### Task to carry out
Reproduce the following material line for line, without changing anything.
++++++++++
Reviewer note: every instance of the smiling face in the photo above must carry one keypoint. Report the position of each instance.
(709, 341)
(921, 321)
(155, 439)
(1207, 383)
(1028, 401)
++++++++++
### Complete output
Reviewer note: every instance of the smiling face in the photo above must carry one keypoint. Report the position of each instance.
(709, 341)
(921, 321)
(155, 439)
(1207, 383)
(1028, 401)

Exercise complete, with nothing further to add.